* BEGIN Source excerpt *
Adding a language to graph

The graph tool started as a TypeScript-only call-graph engine.

Language Pluggability

The language-pluggability work introduced a six-method GraphLanguageAdapter contract so the engine itself doesn't know any specific language.

There are five first-party adapters — each as its own publishable npm package under packages/graph/graph-<lang>/:

The four tree-sitter adapters are backed by vendored web-tree-sitter WASM grammars (no native build / node-gyp at install) and share the parse/discover/walk/cache-key scaffolding in @opensip-cli/graph-adapter-common.

Discovery and Registration

Auto-discovery is marker-based: a package declares opensipTools.kind: "graph-adapter", targetDomain: "graph-adapter", targetDomainApiVersion: 1, and exports adapter. First-party adapters use the @opensip-cli/graph-* namespace, but the marker is the discovery contract; third-party adapters can use any npm name. You can also pin an exact list in plugins.graphAdapters in opensip-cli.config.yml.

Any first-party or third-party adapter slots in by implementing the contract and shipping the marker/export pair (or via the explicit-pin form).

This doc walks a contributor through that workflow.

What you'll have done after this:

- Decided where your adapter lives (first-party in this repo vs. third-party npm package).

- Implemented the six adapter methods against your language's parser.

- Run the contract test suite against your fixture project.

- Registered the adapter so opensip graph works on a project in your language.
* END Source excerpt *
* BEGIN Record set *
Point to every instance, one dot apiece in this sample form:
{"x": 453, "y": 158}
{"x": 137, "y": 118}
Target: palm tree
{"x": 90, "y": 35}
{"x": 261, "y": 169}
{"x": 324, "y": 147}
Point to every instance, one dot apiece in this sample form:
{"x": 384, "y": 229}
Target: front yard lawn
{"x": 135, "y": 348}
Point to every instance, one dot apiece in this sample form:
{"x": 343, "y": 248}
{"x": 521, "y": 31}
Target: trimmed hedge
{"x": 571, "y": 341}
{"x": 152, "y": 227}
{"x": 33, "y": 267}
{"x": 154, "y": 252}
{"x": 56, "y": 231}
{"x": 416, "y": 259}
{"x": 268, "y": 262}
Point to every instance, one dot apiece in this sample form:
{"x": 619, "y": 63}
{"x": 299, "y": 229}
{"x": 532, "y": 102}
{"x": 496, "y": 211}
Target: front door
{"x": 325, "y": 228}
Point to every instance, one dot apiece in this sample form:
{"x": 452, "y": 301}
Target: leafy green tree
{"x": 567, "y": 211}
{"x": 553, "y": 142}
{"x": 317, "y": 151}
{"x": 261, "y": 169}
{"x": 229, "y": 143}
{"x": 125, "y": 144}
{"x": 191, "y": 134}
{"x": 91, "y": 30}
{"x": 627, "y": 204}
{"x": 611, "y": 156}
* END Record set *
● **Exercise description**:
In the page on adding a language to graph, put this sentence into Spanish: "The graph tool started as a TypeScript-only call-graph engine."

● **The output**:
La herramienta graph comenzó como un motor de grafos de llamadas exclusivo para TypeScript.